◆ Selected excerpt:
—————

Thursday, 2 September 2021

Interview with Erika Dapkewicz


Monika: Today I have invited a special guest. Erika Dapkewicz is an inspirational woman. She is an American film editor, writer, musician, and composer, known for Vivo (2021), Lilo and Stitch (2002), and Puss in Boots (2011). In addition, her YouTube vlog Miss Mako attracted 150 thousand subscribers. Hello Erika! Thank you for accepting my invitation!
Erika: Thank you Monika for reaching out and asking me to be a part of your blog.
Monika: Could you say a few words about yourself?
Erika: Oh gosh… let’s see… I currently live in Los Angeles. I am a Transgender Woman and started my physical transition back in 2014. I have two kids. Both are in their early 20’s and live outside California. I live with my Cis-Girlfriend. I am a Professional Film Editor. Composer. Musician. Writer. Indie Director.
I have a band called, “Imaginarius”. And I also have a YouTube Channel listed under my internet handle, “Miss Mako”. I’m a member of the Academy Of Arts And Sciences (Academy Awards - Oscars) and I serve on the Animation Executive Committee. I am a member of ACE (American Cinema Editors). As well as ASCAP (American Society of Composers, Authors, and Publishers).
Monika: Your YouTube vlog attracted almost 150 thousand subscribers. What inspired you to create the Miss Mako persona?
Erika: Oh, that’s a story from a long long time ago. When I was little and suffering from gender dysphoria… I was transfixed by fantasy stories of men transforming into women.I used to write stories and draw comics of this when I was a little kid and kept doing it when I became a teenager. It was when the internet came around in the mid-1990s that I found a website called The Transformation Graphics & Story Archive. It was the first time I found similar people like myself doing some of the same stories and art. To not use my real name at the time I picked the handle of MAKO (after my love of sharks).
Everyone had a handle then. I started to gain a bit of an underground following. I was pushing myself to do these stories in different mediums. So I started to do my own animated shorts. Comics. Live-action shorts culminating in a live-action feature called, “Paradox Alice”. I was asked to start my own YouTube Channel and I did so in 2006. I also started to do my own Vlogs and you can see me pre and post-transition on those.
Over the years… more and more people followed me. And many suffering from gender dysphoria from around the world and sharing their stories with me. I changed my handle to MISS MAKO after I transitioned. I don’t nearly post much on the channel anymore. As again… I’m trying to have a better balance of being able to enjoy life as much as I can now.

—————

◆ Supplied data:
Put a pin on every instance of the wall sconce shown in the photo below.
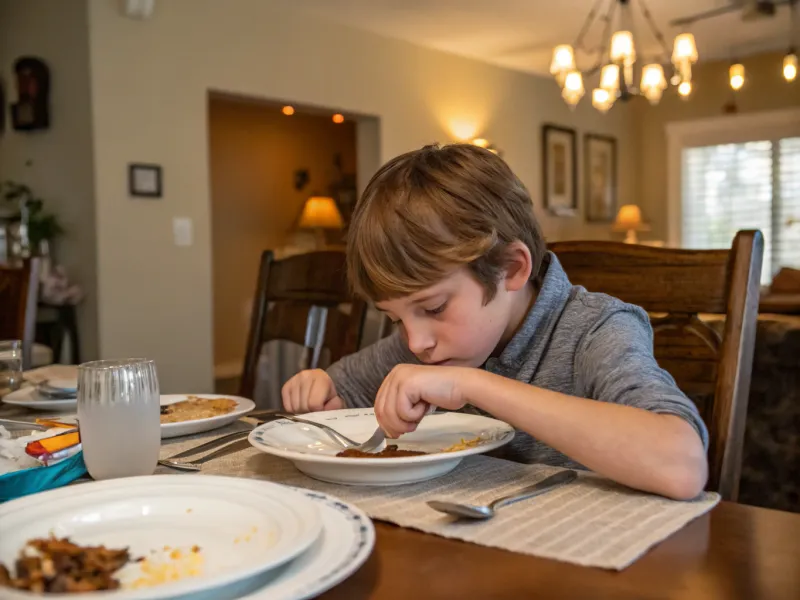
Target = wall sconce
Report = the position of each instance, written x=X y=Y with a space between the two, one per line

—————

◆ Exercise tasks:
a - Answer these questions from the Erika Dapkewicz interview, one line each:
(i) In what year did Erika start her physical transition?
(ii) What website did she find when the internet came around in the mid-1990s?
(iii) In what year did she start her YouTube channel?
b - Write the next part of the Erika Dapkewicz interview, following on from its final sentence.

◆ Results for the exercise:
a -
(i) 2014
(ii) The Transformation Graphics & Story Archive
(iii) 2006

b -
"Looking at myself in the mirror and being shocked
that there is a happy and cute girl staring back at me
is euphoric."

Monika: You are a woman of many talents but I would like to start by focusing on your main profession, which is film editing. How did you start working for the movie industry? 
Erika: After I graduated from Cal State Fullerton in 1993, I took some Film Editing and Cinematography courses at UCLA. I worked at a Post Production House called, “P.O.P.” in Santa Monica for a year in their tape vault and kept sending resumes out to various studios and meeting up for interviews.
I ended up being hired at Walt Disney Feature Animation after, “The Lion King” came out. They started me as a Utility Production Assistant on the film, “Pocahontas”. I worked in every department for two weeks at a time and really got a crash course on how to make an Animated Film. I helped to finish that movie and then rolled into the Editorial Department on the movie, “Mulan”. I moved to the Disney Animation Studio out in Florida to help make that movie and over the next few years quickly rose from being an Apprentice Editor to an Associate Editor on the movie, “Lilo & Stitch”.
Then I moved back to Los Angeles and left Disney to become a Lead Editor for 13+ years working on various Animated Movies at DreamWorks. Then made “Vivo” with Lin-Manuel Miranda over at Sony Pictures for close to 4 years, and today I have found myself back at Disney again working on a new Animated Film after being away for over 18 years.
Monika: Wooow! What an impressive career! I must have watched most of your work. However, Vivo (2021) is the first feature movie you have made where your credit was under ERIKA. What was the feeling?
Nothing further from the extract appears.